→ **ACTIVITY**
All lines from the one including "Mark a point on each instance of the white sign" to the bottom of the entries below should be repeated exactly, both ends kept.

————————

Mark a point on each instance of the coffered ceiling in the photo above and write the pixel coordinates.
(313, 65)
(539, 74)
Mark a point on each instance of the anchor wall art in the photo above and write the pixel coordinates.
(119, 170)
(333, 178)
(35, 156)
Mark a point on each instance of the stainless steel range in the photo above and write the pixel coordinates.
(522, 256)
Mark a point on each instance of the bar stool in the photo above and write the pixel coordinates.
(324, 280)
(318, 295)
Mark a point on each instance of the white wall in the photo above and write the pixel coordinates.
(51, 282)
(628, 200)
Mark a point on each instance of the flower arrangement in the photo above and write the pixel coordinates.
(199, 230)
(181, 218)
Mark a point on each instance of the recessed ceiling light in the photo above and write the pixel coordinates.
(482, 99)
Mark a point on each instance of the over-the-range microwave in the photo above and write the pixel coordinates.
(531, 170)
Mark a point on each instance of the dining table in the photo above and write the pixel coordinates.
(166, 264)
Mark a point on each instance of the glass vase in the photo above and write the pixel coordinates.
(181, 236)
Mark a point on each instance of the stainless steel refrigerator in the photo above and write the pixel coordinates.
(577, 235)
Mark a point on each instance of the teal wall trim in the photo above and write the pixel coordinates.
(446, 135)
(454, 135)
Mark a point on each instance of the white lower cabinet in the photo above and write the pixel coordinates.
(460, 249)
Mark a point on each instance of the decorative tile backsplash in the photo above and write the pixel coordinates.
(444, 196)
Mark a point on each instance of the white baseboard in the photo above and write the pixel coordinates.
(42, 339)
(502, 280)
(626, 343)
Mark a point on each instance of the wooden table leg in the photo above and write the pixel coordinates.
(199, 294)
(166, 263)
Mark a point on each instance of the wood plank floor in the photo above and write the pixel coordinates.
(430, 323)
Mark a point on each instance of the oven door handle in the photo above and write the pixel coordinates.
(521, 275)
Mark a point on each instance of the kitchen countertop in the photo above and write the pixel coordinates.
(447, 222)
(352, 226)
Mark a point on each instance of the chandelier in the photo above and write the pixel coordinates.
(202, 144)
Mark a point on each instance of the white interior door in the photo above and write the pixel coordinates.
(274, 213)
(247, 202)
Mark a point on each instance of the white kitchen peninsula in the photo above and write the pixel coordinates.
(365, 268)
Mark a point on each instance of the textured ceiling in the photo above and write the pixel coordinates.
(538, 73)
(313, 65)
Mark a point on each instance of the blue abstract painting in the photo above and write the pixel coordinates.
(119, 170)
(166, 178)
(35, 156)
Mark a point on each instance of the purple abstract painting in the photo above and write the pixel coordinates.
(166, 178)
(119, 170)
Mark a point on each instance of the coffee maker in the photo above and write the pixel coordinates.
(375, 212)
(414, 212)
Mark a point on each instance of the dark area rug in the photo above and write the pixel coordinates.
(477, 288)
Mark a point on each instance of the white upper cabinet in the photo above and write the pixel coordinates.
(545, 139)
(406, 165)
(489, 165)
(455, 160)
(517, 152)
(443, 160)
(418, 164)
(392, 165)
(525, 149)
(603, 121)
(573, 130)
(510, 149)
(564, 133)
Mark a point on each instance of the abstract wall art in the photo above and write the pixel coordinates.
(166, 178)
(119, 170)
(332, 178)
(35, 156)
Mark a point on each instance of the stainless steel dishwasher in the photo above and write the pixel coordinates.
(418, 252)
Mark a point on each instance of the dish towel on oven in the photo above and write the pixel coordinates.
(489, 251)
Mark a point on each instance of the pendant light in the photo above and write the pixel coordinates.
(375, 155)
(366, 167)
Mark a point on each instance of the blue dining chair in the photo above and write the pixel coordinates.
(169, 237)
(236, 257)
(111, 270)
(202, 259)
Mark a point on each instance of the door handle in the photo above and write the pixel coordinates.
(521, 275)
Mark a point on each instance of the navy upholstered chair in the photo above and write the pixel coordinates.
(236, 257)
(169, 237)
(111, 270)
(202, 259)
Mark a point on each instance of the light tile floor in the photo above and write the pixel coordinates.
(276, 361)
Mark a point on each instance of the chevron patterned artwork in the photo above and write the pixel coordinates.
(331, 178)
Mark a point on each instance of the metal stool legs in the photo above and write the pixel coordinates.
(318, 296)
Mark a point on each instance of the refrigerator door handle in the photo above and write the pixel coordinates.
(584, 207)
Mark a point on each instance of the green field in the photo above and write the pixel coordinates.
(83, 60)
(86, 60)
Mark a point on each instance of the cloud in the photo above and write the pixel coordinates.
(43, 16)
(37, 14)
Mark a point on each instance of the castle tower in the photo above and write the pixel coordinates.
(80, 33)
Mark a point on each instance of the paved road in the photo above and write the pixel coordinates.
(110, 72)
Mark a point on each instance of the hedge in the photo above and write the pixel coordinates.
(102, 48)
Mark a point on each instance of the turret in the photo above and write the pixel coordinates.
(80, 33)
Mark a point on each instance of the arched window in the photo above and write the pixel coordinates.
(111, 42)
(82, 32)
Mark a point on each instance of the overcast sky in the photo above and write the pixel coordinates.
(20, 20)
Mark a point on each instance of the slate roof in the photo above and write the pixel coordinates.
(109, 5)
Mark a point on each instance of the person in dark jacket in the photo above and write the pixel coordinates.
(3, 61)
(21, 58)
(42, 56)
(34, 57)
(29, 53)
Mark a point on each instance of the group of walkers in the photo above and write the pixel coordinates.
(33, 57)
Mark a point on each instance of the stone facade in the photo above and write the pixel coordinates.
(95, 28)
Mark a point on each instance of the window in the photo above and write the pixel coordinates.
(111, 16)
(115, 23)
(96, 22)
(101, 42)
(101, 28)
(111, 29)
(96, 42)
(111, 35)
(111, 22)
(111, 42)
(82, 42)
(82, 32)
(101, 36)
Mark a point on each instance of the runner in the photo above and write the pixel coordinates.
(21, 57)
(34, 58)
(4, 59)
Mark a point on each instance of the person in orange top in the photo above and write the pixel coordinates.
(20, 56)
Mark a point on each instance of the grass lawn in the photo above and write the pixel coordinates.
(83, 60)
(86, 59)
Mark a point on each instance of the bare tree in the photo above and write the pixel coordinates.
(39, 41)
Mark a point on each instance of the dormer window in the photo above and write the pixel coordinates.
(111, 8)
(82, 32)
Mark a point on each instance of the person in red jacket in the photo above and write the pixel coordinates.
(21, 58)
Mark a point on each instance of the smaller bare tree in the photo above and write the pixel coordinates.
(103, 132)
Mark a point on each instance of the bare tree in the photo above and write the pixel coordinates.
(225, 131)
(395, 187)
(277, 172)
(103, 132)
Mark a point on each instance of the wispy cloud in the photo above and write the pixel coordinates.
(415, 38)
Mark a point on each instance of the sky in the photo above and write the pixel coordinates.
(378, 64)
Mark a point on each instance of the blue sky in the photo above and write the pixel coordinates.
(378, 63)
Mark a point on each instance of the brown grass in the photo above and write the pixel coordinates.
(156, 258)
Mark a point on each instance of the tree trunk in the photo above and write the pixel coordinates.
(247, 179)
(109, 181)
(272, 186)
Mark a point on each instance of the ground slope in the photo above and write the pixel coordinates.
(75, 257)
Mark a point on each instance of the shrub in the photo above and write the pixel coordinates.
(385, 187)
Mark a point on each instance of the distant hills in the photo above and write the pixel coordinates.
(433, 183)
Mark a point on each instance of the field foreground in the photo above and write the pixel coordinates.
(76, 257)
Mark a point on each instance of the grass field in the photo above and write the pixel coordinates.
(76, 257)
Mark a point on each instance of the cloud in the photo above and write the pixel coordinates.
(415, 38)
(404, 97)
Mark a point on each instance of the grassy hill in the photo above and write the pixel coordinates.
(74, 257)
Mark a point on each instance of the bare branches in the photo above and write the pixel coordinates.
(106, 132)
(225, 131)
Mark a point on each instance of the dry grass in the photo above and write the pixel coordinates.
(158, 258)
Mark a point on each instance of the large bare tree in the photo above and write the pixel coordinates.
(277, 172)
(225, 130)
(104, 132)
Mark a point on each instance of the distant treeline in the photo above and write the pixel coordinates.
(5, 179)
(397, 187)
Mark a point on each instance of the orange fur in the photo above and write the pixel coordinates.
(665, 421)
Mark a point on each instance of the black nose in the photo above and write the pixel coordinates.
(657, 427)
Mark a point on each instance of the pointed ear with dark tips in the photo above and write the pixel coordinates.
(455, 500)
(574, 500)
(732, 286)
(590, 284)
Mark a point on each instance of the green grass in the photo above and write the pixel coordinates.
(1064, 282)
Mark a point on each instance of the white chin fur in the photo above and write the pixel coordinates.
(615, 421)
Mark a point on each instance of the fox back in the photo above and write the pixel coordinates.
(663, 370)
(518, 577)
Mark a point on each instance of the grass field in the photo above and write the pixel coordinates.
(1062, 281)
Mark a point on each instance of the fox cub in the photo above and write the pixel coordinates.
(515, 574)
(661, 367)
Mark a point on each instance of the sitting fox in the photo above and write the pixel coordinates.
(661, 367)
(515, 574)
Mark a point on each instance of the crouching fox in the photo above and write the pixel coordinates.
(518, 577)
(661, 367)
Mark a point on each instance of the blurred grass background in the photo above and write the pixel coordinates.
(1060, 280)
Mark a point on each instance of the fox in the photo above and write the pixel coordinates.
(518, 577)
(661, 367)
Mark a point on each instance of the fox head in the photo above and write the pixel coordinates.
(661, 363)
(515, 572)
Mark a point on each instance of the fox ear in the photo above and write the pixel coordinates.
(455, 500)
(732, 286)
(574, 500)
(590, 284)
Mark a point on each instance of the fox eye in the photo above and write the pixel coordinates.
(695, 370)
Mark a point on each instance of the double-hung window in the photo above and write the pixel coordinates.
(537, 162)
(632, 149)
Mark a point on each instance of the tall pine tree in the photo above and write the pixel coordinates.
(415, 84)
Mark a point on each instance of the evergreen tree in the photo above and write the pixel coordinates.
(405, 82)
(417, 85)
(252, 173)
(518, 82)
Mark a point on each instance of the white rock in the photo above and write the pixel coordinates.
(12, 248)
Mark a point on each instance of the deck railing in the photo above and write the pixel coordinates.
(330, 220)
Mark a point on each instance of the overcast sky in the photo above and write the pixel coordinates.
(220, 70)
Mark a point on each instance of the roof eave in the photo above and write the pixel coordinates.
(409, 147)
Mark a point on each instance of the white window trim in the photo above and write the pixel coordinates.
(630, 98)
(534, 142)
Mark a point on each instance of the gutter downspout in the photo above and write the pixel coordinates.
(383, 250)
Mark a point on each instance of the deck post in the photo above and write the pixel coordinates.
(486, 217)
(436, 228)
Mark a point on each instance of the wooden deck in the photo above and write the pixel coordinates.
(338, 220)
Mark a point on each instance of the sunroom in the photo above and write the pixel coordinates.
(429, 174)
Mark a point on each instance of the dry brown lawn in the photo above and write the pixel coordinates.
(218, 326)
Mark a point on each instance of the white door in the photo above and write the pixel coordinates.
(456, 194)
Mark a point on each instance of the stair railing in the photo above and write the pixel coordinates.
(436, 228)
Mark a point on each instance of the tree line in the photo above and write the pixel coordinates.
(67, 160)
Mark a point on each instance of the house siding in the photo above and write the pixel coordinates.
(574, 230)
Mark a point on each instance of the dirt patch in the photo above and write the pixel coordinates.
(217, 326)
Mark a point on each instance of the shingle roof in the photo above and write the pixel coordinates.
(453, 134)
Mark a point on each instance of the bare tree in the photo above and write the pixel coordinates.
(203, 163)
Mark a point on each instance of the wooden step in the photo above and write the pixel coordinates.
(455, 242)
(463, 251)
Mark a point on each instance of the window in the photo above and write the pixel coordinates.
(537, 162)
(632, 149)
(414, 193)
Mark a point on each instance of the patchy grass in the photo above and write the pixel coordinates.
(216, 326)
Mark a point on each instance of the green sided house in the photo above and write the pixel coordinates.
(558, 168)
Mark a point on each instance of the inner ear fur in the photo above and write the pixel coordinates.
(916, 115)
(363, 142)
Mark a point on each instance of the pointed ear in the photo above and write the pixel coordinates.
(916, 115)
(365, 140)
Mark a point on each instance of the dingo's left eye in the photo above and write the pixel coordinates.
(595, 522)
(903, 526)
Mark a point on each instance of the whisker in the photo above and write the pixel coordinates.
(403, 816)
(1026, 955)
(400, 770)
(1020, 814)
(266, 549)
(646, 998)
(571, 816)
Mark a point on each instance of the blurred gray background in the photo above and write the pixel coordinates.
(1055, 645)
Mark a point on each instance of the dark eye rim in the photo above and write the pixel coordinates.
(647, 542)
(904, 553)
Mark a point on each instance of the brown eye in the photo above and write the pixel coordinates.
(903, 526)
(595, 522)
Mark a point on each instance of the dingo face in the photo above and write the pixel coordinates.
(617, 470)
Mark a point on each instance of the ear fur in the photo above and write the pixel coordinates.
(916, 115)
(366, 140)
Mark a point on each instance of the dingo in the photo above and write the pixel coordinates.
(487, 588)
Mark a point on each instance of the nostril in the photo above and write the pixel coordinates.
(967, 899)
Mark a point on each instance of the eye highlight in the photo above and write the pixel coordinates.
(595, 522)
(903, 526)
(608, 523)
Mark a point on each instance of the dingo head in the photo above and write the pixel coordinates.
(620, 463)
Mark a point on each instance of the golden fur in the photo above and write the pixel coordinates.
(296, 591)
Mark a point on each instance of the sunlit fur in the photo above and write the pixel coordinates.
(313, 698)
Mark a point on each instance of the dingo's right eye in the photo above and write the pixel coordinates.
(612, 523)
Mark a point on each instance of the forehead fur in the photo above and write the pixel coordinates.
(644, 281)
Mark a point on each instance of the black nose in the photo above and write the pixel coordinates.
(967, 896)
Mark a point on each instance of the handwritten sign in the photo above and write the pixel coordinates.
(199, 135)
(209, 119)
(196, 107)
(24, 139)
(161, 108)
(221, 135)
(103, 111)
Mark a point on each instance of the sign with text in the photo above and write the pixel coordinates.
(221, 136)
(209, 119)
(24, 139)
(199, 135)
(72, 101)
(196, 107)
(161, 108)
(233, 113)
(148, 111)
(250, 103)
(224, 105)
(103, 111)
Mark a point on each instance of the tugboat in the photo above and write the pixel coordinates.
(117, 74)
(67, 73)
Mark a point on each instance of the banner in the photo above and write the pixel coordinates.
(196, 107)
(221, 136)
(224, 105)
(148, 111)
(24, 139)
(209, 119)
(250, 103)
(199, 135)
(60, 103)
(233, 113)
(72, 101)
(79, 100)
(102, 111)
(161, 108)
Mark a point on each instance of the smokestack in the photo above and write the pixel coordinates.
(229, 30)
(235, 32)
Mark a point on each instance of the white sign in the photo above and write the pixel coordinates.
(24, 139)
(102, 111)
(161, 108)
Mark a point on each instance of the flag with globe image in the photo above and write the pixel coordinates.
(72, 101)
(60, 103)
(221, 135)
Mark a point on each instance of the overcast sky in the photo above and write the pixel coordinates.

————————

→ **TASK ANSWER**
Mark a point on each instance of the white sign in the photo above and write the pixel coordinates.
(24, 139)
(102, 111)
(161, 108)
Mark a point on each instance of the flag with globe image in the photo above and write the pixel coordinates.
(72, 101)
(60, 103)
(221, 135)
Mark a point on each instance of the overcast sky in the photo above and write the pixel coordinates.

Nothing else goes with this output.